[start of INPUT DATA]
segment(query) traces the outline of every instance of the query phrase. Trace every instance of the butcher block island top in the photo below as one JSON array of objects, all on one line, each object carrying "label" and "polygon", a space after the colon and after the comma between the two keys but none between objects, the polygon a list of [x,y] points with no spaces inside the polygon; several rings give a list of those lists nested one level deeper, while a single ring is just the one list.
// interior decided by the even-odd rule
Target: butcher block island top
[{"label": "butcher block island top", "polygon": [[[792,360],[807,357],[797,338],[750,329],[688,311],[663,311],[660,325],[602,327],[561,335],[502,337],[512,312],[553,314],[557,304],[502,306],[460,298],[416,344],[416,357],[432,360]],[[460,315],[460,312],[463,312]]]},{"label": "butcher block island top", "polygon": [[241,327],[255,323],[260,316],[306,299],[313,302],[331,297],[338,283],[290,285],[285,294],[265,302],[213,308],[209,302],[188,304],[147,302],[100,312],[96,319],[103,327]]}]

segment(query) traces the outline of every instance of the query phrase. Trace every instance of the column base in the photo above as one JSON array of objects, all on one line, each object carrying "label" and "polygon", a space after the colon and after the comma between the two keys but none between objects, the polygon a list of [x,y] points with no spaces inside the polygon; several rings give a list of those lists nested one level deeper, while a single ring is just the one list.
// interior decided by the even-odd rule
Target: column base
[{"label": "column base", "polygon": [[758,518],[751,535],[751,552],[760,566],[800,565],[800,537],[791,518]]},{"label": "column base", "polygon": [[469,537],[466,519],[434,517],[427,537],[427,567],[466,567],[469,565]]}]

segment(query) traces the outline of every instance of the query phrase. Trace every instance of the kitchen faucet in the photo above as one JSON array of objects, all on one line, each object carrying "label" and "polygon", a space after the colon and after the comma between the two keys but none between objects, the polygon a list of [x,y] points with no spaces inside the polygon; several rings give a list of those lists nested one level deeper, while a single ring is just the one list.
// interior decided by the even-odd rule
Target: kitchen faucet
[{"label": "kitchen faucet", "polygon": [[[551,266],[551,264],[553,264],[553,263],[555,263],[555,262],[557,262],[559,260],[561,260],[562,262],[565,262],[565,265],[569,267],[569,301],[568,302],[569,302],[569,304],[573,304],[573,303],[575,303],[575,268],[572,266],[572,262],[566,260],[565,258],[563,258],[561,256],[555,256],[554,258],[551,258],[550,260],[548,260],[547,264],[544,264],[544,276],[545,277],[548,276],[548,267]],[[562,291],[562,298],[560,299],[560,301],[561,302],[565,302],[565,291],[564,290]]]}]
[end of INPUT DATA]
> [YOUR TASK]
Rewrite every entry above with "query phrase" changed to "query text" and everything else left as it is.

> [TASK RESPONSE]
segment(query) traces the outline of every instance of the query text. Trace every instance of the butcher block island top in the photo below as one JSON array of objects, all on one line, each object carrying "label" and "polygon", a space after the colon and after the comma between the two keys but none between objects, the polygon a list of [x,y] points with no spaces inside the polygon; several rings give a list of those lists nested one level deeper, while a single ring is just the one list.
// interior decided by the even-odd rule
Target: butcher block island top
[{"label": "butcher block island top", "polygon": [[[792,360],[807,357],[797,338],[750,329],[688,311],[663,311],[660,325],[602,327],[561,335],[502,337],[512,312],[553,314],[557,304],[502,306],[460,298],[416,344],[416,357],[432,360]],[[460,315],[460,312],[463,312]]]},{"label": "butcher block island top", "polygon": [[241,327],[255,323],[260,316],[306,299],[313,302],[331,297],[338,283],[290,285],[285,294],[265,302],[213,308],[209,302],[188,304],[147,302],[100,312],[96,319],[103,327]]}]

segment(query) traces the outline of every instance of the query text. Trace every instance of the column base in the photo above as one JSON array of objects, all on one line, each object carrying "label" and "polygon", a space after the colon and after the comma between the two keys but none between objects, the polygon a list of [x,y] points with no spaces inside the polygon; several rings give a list of those lists nested one level deeper, while a single ring is just the one list.
// interior decided by the even-odd rule
Target: column base
[{"label": "column base", "polygon": [[758,518],[751,535],[751,552],[760,566],[800,565],[800,537],[791,518]]},{"label": "column base", "polygon": [[469,537],[466,519],[434,517],[427,537],[427,567],[466,567],[469,565]]}]

segment(query) traces the outline of every instance of the query text. Trace every instance of the kitchen faucet in the photo above as one JSON array of objects, all on one line, each object carrying "label" and "polygon", a space after the colon and after the comma between the two keys but none between objects, the polygon a list of [x,y] points with no spaces inside the polygon; several rings give a list of those lists nested one level deeper, while a single ring is just the one list.
// interior decided by the even-odd rule
Target: kitchen faucet
[{"label": "kitchen faucet", "polygon": [[[551,266],[551,264],[553,264],[553,263],[555,263],[555,262],[557,262],[559,260],[561,260],[562,262],[565,262],[565,265],[569,267],[569,301],[568,302],[569,302],[569,304],[573,304],[573,303],[575,303],[575,268],[572,266],[572,262],[566,260],[565,258],[563,258],[561,256],[555,256],[554,258],[551,258],[550,260],[548,260],[547,264],[544,264],[544,276],[545,277],[548,276],[548,267]],[[562,291],[562,298],[560,299],[560,301],[561,302],[565,302],[565,291],[564,290]]]}]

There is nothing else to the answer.